* Given text
[BEGIN]
# Boeseman's rainbowfish



## Arcteryx (Nov 23, 2011)

Boeseman's rainbowfish - is this a fish that is stocked in our local area (GVRD), and if so who would carry them? Really liking what I'm reading about these guys and I might have to go and look into getting some.

Cheers!


----------



## 2wheelsx2 (Apr 21, 2010)

I got my old ones at King Ed's but I think Fantasy and Roger's has had them also. They were fairly commonly available but not sure about recently.


----------



## tony1928 (Apr 22, 2010)

I think Pat from Canadian Aquatics used to have many rainbow fish iirc. Maybe ask him to see if he has an order coming.


----------



## am3ience (Jul 21, 2014)
[END]
* Recorded information
[BEGIN]
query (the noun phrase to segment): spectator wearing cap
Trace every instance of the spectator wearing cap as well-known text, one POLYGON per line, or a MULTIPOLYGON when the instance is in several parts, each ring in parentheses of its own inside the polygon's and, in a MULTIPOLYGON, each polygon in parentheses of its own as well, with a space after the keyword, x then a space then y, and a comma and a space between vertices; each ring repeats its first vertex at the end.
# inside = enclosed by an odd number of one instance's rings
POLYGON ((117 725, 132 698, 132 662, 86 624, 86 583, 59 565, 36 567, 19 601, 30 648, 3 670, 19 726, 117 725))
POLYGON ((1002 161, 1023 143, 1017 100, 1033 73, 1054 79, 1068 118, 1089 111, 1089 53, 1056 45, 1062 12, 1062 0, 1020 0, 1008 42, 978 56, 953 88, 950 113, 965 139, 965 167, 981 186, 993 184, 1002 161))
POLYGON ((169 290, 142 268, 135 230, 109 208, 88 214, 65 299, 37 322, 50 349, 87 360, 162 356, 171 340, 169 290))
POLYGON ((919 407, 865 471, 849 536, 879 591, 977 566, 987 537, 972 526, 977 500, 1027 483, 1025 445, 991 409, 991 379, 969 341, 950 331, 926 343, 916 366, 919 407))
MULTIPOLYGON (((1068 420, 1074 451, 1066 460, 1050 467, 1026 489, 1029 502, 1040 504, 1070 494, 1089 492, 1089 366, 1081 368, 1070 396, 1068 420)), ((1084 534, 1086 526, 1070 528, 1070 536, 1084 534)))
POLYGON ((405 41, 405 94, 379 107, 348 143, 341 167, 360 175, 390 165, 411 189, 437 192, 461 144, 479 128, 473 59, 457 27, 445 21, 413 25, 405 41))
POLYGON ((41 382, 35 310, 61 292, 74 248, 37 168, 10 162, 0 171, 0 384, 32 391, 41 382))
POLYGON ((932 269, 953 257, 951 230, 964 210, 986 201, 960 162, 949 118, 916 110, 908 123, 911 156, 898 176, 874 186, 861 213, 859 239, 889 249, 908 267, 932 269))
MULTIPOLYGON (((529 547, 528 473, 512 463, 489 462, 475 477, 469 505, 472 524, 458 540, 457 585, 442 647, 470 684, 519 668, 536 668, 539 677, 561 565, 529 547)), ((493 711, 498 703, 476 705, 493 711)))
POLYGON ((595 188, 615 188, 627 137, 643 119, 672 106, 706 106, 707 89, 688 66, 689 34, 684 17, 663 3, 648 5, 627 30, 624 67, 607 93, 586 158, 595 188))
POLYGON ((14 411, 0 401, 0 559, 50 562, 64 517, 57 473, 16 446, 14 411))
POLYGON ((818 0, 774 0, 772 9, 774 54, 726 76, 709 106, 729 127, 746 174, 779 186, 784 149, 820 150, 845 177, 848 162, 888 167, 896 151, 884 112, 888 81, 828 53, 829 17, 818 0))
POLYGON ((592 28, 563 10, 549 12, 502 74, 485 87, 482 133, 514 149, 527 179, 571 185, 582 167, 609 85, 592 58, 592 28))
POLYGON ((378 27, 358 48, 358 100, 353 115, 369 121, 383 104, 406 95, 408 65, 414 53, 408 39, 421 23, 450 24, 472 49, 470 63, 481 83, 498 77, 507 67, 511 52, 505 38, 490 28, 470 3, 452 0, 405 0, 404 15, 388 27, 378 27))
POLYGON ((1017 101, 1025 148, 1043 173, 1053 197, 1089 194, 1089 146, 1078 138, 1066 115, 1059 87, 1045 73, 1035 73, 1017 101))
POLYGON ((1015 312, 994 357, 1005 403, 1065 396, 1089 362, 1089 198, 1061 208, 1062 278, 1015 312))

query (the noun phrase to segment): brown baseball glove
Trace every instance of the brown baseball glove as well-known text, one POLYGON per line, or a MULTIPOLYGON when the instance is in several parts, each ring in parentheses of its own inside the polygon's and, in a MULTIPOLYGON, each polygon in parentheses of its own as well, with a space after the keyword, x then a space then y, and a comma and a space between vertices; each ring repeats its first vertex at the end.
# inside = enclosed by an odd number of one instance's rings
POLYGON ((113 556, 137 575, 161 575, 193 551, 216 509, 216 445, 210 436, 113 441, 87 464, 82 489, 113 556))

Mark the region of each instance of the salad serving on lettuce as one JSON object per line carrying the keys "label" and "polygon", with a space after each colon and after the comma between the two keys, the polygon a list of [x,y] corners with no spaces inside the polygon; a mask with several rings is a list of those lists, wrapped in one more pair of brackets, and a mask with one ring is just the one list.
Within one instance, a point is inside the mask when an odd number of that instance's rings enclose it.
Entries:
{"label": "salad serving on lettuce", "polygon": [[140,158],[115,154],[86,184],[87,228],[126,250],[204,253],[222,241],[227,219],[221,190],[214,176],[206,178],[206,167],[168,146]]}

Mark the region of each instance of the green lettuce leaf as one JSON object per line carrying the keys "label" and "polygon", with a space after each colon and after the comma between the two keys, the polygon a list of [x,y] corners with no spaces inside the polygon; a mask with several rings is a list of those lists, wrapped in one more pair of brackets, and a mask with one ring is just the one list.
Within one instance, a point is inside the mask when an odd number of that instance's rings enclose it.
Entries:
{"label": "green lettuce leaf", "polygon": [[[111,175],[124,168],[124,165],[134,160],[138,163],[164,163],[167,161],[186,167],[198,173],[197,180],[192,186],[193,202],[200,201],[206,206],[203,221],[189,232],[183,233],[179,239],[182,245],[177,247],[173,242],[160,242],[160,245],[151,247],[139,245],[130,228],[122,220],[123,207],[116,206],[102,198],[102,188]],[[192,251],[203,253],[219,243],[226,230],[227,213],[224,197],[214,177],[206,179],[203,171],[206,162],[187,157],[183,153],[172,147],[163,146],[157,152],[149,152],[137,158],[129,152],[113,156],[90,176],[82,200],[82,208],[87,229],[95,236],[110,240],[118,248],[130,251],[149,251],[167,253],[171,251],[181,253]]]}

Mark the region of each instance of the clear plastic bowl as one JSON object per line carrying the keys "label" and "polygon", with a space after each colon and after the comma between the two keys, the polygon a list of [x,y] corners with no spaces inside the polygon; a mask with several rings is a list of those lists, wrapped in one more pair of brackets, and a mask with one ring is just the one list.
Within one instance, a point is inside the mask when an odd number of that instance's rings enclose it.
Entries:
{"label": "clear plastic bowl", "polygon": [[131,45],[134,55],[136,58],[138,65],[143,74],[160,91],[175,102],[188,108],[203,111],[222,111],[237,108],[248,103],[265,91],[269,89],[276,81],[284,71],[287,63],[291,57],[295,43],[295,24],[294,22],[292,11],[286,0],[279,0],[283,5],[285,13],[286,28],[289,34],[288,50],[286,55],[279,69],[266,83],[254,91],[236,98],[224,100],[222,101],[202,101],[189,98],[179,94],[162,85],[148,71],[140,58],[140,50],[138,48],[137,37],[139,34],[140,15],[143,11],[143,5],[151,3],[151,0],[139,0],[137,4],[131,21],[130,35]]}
[END]
* What you need to do
1) In the Boeseman's rainbowfish thread, rewrite the paragraph beginning "I got my old ones at King Ed's" as a short bulleted list that keeps its main facts.
2) Why does tony1928 suggest that the thread's original poster contact Pat from Canadian Aquatics? Answer in one to three sentences, based on the rainbowfish thread.
3) Continue the Boeseman's rainbowfish thread from the point where it stops.

* Per-task outputs
1)
- The poster's earlier ones came from King Ed's.
- Fantasy and Roger's may also have had them.
- They were fairly common but may not be lately.

2) tony1928 recalls that Pat from Canadian Aquatics used to carry many rainbowfish. That makes him a likely source, so tony1928 suggests asking whether he has an order coming in.

3)
Island Pets had two tanks full of them a few weeks back. I got them when they were on sale. I know King Ed's has some at the moment.


----------



## DBam (Aug 9, 2010)

Pet Lovers in Abbotsford has an amazing deal on them, like 4.99 or 5.99 for 2-2.5" fish each last time I was in there a week or so ago.


----------



## charles (Apr 21, 2010)

5.99 is amazing price. We sell them around $8 each.


----------



## Arcteryx (Nov 23, 2011)

Hey thanks for all the info guys - appreciate all the tips!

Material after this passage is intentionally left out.